= Assigned task =
Pictures in the records below must be left out. Return exactly the lines from the line with "column 160, row 492" to the line with "column 661, row 380", both included.
***** Data
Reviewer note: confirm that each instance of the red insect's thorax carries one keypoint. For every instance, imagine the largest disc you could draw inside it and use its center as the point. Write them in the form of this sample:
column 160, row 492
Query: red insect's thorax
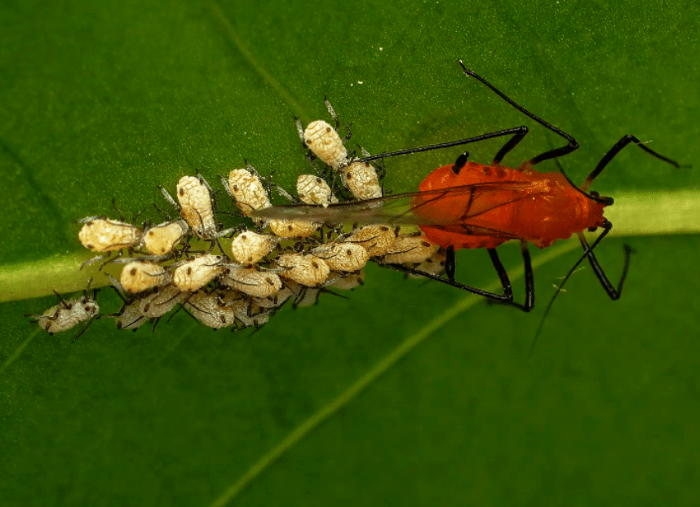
column 500, row 203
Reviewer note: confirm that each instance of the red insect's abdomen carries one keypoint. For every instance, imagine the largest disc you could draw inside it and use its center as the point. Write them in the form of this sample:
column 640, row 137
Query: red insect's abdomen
column 531, row 206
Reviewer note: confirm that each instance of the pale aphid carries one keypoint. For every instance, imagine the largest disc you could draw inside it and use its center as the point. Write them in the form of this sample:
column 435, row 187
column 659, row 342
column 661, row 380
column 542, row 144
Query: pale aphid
column 435, row 264
column 161, row 301
column 362, row 180
column 314, row 190
column 349, row 281
column 68, row 314
column 103, row 235
column 139, row 276
column 195, row 273
column 209, row 309
column 343, row 256
column 305, row 269
column 247, row 190
column 252, row 282
column 161, row 239
column 376, row 239
column 307, row 297
column 249, row 247
column 409, row 248
column 292, row 228
column 325, row 143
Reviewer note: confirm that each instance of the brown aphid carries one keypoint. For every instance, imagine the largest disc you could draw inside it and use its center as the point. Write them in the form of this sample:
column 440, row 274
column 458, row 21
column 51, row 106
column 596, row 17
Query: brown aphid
column 104, row 235
column 139, row 276
column 305, row 269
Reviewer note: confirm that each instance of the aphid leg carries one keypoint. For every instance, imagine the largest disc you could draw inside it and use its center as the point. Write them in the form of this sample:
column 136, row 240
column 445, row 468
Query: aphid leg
column 461, row 162
column 521, row 131
column 450, row 263
column 612, row 153
column 169, row 198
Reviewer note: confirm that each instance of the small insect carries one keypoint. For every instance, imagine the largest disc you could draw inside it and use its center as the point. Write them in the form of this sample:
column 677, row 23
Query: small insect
column 470, row 205
column 314, row 190
column 362, row 180
column 252, row 282
column 246, row 188
column 376, row 239
column 284, row 228
column 196, row 206
column 210, row 310
column 195, row 273
column 408, row 249
column 304, row 269
column 250, row 247
column 68, row 314
column 343, row 257
column 161, row 239
column 139, row 276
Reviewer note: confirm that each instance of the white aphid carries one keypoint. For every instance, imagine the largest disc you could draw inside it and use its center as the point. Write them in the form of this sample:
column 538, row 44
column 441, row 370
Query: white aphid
column 161, row 301
column 343, row 257
column 314, row 190
column 209, row 309
column 249, row 247
column 284, row 228
column 248, row 191
column 252, row 282
column 104, row 235
column 162, row 238
column 305, row 269
column 325, row 143
column 194, row 274
column 362, row 181
column 196, row 207
column 139, row 276
column 376, row 239
column 349, row 281
column 67, row 314
column 409, row 248
column 435, row 264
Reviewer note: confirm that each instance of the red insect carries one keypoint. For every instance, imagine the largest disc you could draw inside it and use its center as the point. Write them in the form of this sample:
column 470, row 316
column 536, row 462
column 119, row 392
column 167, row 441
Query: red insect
column 470, row 205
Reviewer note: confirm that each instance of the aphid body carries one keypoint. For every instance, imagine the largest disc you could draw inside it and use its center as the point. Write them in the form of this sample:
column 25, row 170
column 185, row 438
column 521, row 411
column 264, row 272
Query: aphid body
column 252, row 282
column 104, row 235
column 249, row 247
column 140, row 276
column 194, row 274
column 161, row 239
column 343, row 256
column 68, row 314
column 325, row 143
column 305, row 269
column 314, row 190
column 196, row 206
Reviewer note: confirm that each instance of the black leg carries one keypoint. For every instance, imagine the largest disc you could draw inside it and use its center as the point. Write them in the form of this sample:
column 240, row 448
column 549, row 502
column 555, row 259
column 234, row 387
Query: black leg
column 613, row 293
column 615, row 150
column 506, row 297
column 557, row 152
column 460, row 162
column 450, row 263
column 529, row 278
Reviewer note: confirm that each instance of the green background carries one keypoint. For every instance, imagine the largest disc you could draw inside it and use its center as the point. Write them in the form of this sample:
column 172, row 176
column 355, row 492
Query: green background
column 106, row 100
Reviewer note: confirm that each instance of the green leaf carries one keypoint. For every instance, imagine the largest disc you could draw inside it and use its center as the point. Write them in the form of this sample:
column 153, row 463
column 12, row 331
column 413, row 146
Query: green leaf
column 406, row 393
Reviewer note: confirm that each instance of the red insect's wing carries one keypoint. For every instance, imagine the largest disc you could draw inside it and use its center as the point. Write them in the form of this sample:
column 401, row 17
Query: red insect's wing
column 433, row 207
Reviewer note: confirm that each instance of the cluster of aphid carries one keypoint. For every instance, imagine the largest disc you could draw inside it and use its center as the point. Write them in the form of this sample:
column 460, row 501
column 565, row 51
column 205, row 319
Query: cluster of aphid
column 276, row 261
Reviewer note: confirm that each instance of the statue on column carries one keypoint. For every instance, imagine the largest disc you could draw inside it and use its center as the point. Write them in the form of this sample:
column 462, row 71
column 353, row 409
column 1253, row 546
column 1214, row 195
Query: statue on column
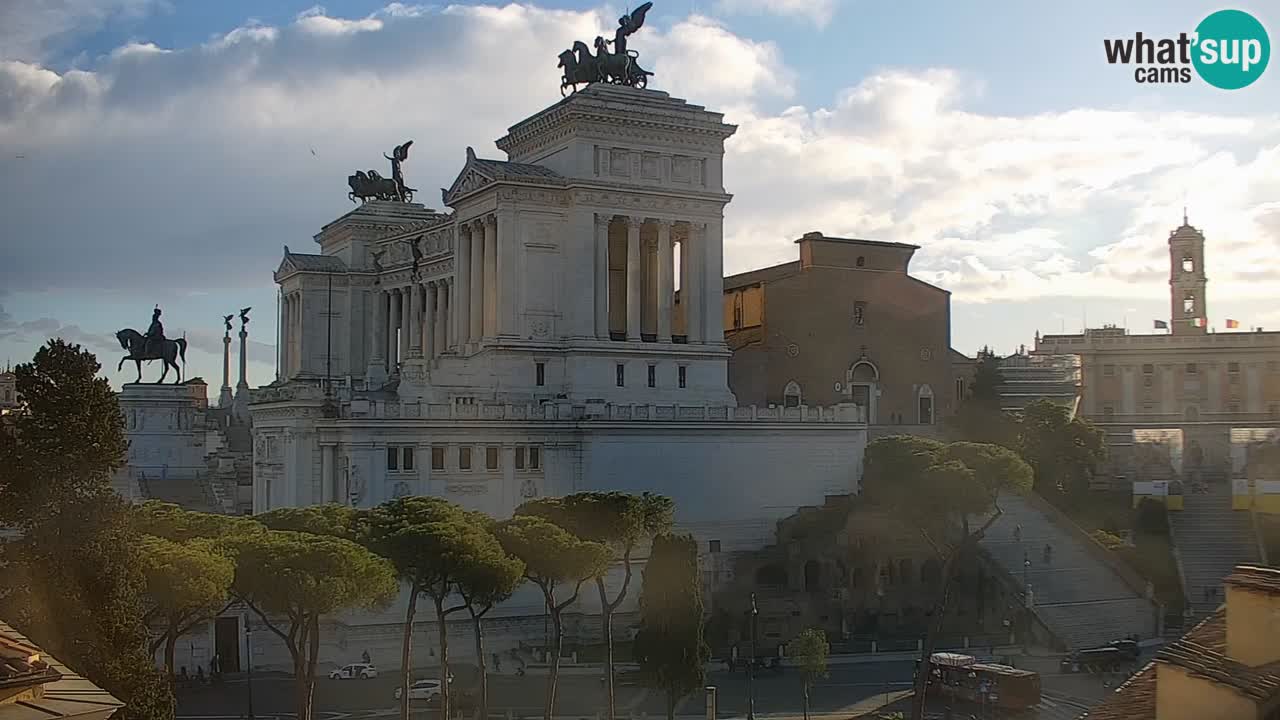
column 152, row 346
column 618, row 67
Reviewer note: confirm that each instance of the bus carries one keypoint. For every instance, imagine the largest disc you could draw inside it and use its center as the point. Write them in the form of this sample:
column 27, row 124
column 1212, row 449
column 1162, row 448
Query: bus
column 963, row 677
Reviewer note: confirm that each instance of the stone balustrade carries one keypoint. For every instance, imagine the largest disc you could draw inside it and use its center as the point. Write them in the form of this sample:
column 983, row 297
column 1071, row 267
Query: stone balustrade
column 597, row 411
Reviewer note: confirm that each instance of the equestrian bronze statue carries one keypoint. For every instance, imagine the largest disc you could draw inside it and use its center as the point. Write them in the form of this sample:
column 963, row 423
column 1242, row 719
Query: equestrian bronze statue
column 371, row 186
column 618, row 67
column 152, row 346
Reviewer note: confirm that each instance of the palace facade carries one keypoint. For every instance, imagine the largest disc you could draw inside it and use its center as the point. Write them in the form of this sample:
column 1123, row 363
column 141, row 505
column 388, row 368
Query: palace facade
column 528, row 342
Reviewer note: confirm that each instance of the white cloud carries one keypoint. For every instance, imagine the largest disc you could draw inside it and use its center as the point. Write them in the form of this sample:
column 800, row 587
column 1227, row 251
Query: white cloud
column 818, row 12
column 31, row 28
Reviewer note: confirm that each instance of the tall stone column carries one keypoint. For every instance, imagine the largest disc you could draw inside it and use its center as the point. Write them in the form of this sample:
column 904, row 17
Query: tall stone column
column 414, row 326
column 713, row 274
column 397, row 306
column 429, row 341
column 462, row 283
column 479, row 250
column 446, row 328
column 283, row 365
column 634, row 278
column 695, row 299
column 328, row 481
column 224, row 396
column 376, row 370
column 602, row 277
column 666, row 279
column 490, row 276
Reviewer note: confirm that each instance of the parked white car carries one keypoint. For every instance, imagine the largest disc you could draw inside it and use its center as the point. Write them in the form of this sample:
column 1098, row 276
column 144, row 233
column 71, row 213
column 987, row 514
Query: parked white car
column 421, row 689
column 361, row 670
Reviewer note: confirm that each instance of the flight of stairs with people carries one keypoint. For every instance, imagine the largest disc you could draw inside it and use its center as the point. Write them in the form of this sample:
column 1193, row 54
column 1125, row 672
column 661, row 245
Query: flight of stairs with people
column 1211, row 540
column 1082, row 598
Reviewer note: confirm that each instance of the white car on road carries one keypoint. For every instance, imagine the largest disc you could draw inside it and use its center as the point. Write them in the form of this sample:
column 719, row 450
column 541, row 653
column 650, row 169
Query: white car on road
column 421, row 689
column 361, row 670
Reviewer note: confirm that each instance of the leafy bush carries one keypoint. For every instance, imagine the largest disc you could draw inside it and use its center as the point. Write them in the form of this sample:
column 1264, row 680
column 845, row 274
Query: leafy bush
column 1109, row 541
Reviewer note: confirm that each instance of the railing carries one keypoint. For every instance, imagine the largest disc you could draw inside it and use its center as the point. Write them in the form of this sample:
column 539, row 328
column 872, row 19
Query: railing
column 597, row 411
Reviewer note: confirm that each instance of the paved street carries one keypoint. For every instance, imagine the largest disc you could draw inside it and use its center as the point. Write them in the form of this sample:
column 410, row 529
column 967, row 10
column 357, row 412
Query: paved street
column 777, row 693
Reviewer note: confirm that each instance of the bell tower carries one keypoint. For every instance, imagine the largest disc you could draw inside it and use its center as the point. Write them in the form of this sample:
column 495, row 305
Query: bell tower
column 1188, row 314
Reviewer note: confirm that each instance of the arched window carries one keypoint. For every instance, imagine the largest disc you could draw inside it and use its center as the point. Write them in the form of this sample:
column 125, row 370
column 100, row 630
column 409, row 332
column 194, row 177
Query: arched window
column 924, row 402
column 812, row 577
column 791, row 395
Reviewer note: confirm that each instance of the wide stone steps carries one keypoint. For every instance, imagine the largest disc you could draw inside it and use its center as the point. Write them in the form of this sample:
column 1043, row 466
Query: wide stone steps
column 1211, row 541
column 1082, row 598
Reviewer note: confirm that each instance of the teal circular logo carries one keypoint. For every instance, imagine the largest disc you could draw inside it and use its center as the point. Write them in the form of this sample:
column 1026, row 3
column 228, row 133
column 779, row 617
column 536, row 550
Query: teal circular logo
column 1232, row 49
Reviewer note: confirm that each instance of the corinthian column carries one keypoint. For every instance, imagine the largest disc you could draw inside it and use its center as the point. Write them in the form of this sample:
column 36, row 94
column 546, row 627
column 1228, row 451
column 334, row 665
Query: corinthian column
column 602, row 277
column 634, row 278
column 479, row 261
column 414, row 326
column 666, row 278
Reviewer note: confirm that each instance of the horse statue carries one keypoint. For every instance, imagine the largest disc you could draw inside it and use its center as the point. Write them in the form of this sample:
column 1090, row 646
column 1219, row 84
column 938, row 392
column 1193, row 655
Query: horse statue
column 618, row 67
column 169, row 351
column 373, row 186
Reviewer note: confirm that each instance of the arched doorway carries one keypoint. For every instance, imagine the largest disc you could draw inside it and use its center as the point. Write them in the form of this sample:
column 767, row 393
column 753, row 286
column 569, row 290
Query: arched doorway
column 863, row 386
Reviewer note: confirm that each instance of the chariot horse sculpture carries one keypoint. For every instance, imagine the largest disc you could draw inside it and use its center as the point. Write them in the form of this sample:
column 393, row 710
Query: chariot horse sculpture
column 170, row 351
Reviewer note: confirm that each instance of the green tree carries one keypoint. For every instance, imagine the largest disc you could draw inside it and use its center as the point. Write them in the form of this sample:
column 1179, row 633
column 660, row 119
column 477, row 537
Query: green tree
column 298, row 578
column 490, row 577
column 810, row 650
column 553, row 559
column 73, row 574
column 187, row 583
column 620, row 522
column 670, row 645
column 433, row 543
column 1063, row 449
column 941, row 490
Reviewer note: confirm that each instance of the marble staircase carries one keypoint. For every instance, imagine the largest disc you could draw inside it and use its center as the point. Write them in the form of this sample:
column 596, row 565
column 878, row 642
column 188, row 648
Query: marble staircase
column 1211, row 540
column 1080, row 597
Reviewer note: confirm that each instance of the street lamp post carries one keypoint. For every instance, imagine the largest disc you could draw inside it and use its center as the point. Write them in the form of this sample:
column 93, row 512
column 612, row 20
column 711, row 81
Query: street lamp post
column 248, row 666
column 750, row 666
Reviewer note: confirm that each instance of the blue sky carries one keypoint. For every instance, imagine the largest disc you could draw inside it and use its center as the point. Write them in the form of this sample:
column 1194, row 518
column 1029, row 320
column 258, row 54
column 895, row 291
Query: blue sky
column 167, row 147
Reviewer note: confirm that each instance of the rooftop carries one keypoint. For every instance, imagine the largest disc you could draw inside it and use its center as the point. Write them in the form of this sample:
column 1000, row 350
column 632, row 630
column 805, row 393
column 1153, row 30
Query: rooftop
column 62, row 693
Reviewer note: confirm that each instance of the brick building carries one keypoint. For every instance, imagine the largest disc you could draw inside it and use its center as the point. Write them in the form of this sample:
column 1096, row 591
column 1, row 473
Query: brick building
column 845, row 323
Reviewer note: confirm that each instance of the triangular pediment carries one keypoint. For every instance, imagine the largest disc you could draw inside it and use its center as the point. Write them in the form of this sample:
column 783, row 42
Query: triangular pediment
column 470, row 180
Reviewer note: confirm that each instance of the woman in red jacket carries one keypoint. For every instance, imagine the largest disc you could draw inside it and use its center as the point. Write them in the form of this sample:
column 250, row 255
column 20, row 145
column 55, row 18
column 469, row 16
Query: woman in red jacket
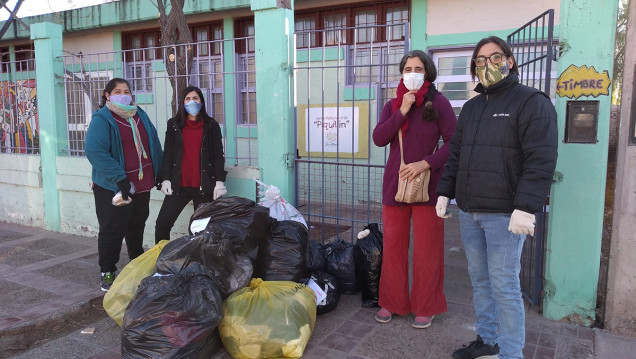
column 193, row 161
column 424, row 115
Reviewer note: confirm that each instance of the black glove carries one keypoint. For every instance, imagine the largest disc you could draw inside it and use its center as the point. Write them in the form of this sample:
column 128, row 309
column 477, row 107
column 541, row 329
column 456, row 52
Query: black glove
column 124, row 187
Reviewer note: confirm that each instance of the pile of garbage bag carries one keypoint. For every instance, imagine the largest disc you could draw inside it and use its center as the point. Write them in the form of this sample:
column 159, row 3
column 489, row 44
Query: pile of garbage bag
column 245, row 279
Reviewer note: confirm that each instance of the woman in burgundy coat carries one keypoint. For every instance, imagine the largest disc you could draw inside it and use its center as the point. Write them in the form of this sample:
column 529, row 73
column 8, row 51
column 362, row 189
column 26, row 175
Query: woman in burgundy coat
column 424, row 115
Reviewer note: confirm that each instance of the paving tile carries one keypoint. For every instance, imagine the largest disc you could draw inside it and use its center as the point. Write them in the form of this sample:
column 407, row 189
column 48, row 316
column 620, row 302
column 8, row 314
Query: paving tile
column 325, row 325
column 49, row 245
column 573, row 348
column 570, row 330
column 16, row 256
column 342, row 342
column 529, row 350
column 16, row 298
column 107, row 334
column 547, row 340
column 365, row 315
column 77, row 272
column 67, row 348
column 7, row 235
column 354, row 329
column 544, row 353
column 532, row 336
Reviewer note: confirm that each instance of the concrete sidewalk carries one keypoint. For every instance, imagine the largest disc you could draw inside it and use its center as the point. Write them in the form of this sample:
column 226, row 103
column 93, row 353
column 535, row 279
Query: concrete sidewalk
**********
= Solution for this problem =
column 160, row 492
Query: red insect's thorax
column 500, row 203
Reviewer note: confirm that each instance of the red insect's abdomen carries one keypoint. For every instance, imagine the largest disc you could draw inside it and use its center as the point. Write them in the form of this sample:
column 640, row 137
Query: red insect's abdomen
column 531, row 206
Reviewer note: confirm that each instance of the pale aphid carries one keypoint. For every instance, imagine the largest disc you could draw inside it and use its center as the point. Write them in the form of this sample:
column 435, row 187
column 659, row 342
column 661, row 380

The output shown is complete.